** EXERCISE AIM **
Put every line of all the records below into a numbered list, skipping blank lines and leaving out the pictures.

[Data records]
***

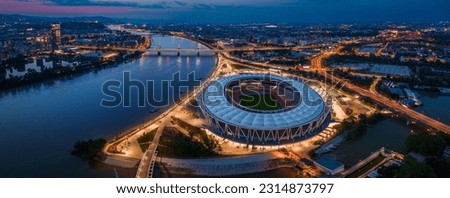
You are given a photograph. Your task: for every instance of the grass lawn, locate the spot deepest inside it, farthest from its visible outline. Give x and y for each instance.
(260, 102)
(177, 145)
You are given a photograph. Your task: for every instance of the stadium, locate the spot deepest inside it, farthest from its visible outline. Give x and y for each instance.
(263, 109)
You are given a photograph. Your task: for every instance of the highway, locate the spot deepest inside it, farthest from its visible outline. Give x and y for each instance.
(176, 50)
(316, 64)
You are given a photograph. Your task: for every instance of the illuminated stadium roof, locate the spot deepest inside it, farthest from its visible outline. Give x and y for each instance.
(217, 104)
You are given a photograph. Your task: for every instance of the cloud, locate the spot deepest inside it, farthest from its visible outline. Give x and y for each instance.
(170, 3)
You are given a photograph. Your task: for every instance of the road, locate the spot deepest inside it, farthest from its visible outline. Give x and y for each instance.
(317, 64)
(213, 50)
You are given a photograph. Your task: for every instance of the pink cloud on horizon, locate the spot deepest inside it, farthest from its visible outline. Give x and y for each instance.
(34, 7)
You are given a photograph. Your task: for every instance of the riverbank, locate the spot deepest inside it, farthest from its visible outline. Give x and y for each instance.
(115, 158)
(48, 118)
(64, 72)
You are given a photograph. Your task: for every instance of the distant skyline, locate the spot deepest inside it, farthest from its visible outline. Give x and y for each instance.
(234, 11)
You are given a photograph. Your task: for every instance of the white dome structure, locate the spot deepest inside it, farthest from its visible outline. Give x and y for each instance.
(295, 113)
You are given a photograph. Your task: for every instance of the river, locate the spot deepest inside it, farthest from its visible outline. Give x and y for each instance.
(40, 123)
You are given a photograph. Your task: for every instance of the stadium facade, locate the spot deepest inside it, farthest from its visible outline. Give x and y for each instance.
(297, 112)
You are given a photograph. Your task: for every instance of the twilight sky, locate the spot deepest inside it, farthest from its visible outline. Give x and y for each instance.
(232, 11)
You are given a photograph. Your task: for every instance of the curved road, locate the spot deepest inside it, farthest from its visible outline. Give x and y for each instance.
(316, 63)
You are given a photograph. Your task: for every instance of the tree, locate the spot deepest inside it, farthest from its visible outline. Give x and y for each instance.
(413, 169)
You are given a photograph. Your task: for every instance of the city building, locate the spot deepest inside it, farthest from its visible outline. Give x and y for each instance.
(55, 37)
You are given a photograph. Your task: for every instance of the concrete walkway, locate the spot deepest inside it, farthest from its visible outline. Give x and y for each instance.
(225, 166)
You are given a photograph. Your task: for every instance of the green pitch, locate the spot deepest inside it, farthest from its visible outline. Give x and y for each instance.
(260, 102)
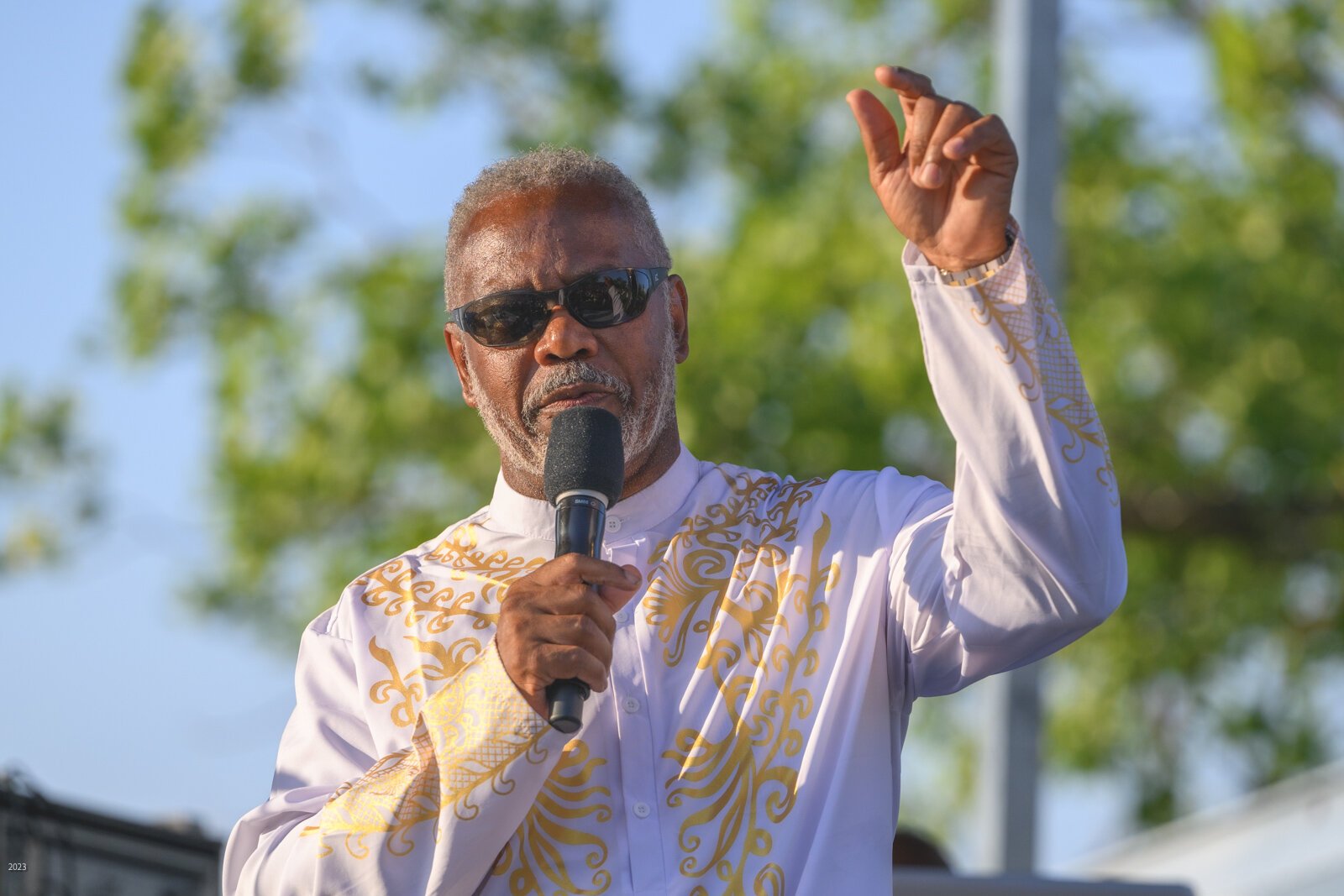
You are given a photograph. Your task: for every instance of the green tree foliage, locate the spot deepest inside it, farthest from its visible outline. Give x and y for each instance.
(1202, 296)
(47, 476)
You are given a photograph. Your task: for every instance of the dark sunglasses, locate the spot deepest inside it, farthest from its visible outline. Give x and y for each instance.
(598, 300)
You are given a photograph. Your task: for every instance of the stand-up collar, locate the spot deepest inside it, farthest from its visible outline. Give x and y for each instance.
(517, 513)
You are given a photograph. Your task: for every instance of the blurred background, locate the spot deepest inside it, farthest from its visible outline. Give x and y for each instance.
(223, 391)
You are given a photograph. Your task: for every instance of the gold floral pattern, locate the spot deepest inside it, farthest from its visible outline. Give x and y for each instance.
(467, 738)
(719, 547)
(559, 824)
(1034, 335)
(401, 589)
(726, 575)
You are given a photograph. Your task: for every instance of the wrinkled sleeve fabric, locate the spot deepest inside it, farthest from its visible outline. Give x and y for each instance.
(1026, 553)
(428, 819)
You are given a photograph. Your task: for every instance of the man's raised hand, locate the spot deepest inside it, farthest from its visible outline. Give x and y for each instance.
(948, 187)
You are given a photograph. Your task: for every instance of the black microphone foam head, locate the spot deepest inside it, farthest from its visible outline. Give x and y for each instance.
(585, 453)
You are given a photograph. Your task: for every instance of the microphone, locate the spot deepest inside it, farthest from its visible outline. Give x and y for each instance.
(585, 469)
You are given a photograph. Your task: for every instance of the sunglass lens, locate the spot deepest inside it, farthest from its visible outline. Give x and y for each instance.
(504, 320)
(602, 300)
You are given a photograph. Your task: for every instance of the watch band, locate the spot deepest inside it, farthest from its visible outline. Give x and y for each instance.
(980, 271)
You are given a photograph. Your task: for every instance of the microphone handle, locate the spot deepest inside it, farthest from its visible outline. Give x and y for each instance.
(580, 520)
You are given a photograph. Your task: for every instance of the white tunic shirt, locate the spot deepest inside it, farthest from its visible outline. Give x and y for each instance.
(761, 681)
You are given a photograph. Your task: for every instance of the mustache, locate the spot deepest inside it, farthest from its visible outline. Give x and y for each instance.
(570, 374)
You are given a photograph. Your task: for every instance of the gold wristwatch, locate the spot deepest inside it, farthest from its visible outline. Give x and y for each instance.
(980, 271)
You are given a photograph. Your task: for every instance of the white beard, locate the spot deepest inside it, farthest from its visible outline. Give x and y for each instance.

***

** ANSWER **
1. You are given a photograph. Your task: for every instance of the grass lawn, locate the spot deepest inside it, farthest from its visible outline. Give x and y for each instance.
2. (260, 102)
3. (177, 145)
4. You are given a photograph. Your task: for every instance of the stadium, locate the spot deepest inside it, farthest from its visible outline. Give x and y for each instance.
5. (263, 109)
6. You are given a photograph. Your task: for every instance of the highway, locate the spot deepest inside it, farthest from its visible outline. Give x and y for each instance.
7. (176, 50)
8. (316, 64)
9. You are given a photograph. Your task: for every instance of the illuminated stadium roof, locate the spot deepest inside it, farthest from its visible outline. Give x and y for each instance.
10. (217, 104)
11. You are given a photograph. Your task: for every instance of the cloud, locate the spot deepest inside it, farthest from its visible outline. Give x and y for each instance.
12. (170, 3)
13. You are given a photograph. Your task: for every instance of the road, locate the spot deepest inside it, farthest from its visible outline. Give x and y for each instance.
14. (317, 64)
15. (213, 50)
16. You are given a photograph. Your task: for every instance of the pink cloud on horizon, locate the spot deepest inside it, farthest from its visible outline. Give x and y for each instance.
17. (34, 7)
18. You are given a photograph. Your task: for every instance of the riverbank, locate the spot deepest inside it, farthest from its visible outline. Give x and y for each instance.
19. (115, 158)
20. (48, 118)
21. (64, 72)
22. You are given a photograph. Your task: for every instance of the distant skyline, locate the spot deepest inside it, farthest from its visible outline. Give x and y for each instance.
23. (234, 11)
24. You are given a photograph. Your task: for every instance of the white dome structure, locate the spot deepest inside it, farthest from its visible outline. Give x and y for each instance.
25. (295, 113)
26. You are given a photograph. Your task: for every instance of the river, locate the spot deepest inside it, farthest from its visible outline. Give x and y for each instance.
27. (40, 123)
28. You are given a photograph. Your task: for every instance of the stadium facade, locate the spot deepest inside it, farthest from its visible outline. Give x and y for each instance.
29. (297, 112)
30. You are given a photograph. Your task: for every instance of the twilight sky, locate the spot deepest inside it, farthest from its visible outline. Give x and y for each instance.
31. (232, 11)
32. You are given a photograph. Your task: for every instance of the curved road, locate the spot deepest inside it, farthest from its visible outline. Give x and y for each instance.
33. (316, 63)
34. You are given a photograph. Your task: for every instance of the tree, locate the spot deepest inside it, farthest from its visible outline. Give x and y for each instance.
35. (413, 169)
36. You are given a photograph. Your task: for every instance of the city building, locate the spot deepest inside it, farthest from its visible outline. Give x and y for each instance.
37. (55, 37)
38. You are given a photograph. Your task: for every instance of the concrete walkway, locate the spot deepest inside it, farthest from its visible outline. Give x and y for each instance.
39. (225, 166)
40. You are given a photograph. Your task: for every instance of the green pitch, locate the spot deepest inside it, farthest from its visible outline. Give x and y for each instance.
41. (260, 102)
42. You are given a photograph. Your task: for every instance of the green tree foliage, locate the spot deepest inside it, farthest from its visible outline. Give x and y for each instance.
43. (1202, 296)
44. (47, 476)
45. You are given a photograph. Your task: for every instance of the dark sunglasses, locate the spot deepest inside it, farthest from its visible outline. Give x and y for each instance.
46. (598, 300)
47. You are given a photograph. Your task: for every instance of the stand-up collar, locate the spot deepest inside it, farthest from its visible outline. Give x and y for each instance.
48. (517, 513)
49. You are given a photograph. Your task: for every instance of the blurred background, locate the spot deepest inside it, farthest from its visible outline. Give x and y for each instance.
50. (223, 391)
51. You are given a photograph. Your task: for every instance of the gold floral pattern, locate the spot deepest inside it, farthest from its visible outline. Give x and y for each instance.
52. (467, 738)
53. (719, 547)
54. (559, 824)
55. (1034, 335)
56. (401, 589)
57. (726, 575)
58. You are given a photograph. Your task: for every instance of the wrinkled sleeve fabric, locate the spot deepest inside it, farthest from its visible outline. Give x and y for each instance.
59. (1026, 553)
60. (428, 819)
61. You are given a photograph. Your task: for every instance of the man's raised hand, locate the spot deepest inside it, farthest from its visible outline. Give x and y for each instance.
62. (948, 187)
63. You are given a photograph. Your task: for every instance of the black microphone foam head, locate the spot deepest inside it, farthest from its visible outline. Give x and y for each instance.
64. (585, 453)
65. You are given a photograph. Your task: for every instance of the microphone, locate the spot deepest inside it, farthest from its visible outline. Give x and y for each instance.
66. (585, 469)
67. You are given a photograph. Your task: for every instance of the sunglass lens, locate the spot deepest inside it, farthest from its visible outline. Give x and y for each instance.
68. (504, 320)
69. (602, 300)
70. You are given a photograph. Your task: for every instance of the watch band, locate the spot deepest inside it, farthest from its visible outline. Give x and y for each instance.
71. (980, 271)
72. You are given a photograph. Your task: for every instance of the microphone handle, locate the spot deepest inside it, farthest from its visible outline. Give x and y for each instance.
73. (580, 520)
74. You are given a photograph. Your task: for every instance of the white tunic shirt, locate the spot deepest inside it, farthest from its visible outline. Give x and y for each instance.
75. (761, 681)
76. You are given a photograph. Your task: for every instance of the mustache, locate the spot deepest inside it, farthest from its visible outline. Give x and y for each instance.
77. (570, 374)
78. You are given a photograph. Your task: for every instance of the gold wristwatch, locate the spot deepest inside it, farthest from its visible outline. Give x and y for each instance.
79. (980, 271)
80. You are given a photograph. Your task: for every instance of the white beard, locate the spot deepest inside it, farthest from its visible outline. Give x and y for each instance.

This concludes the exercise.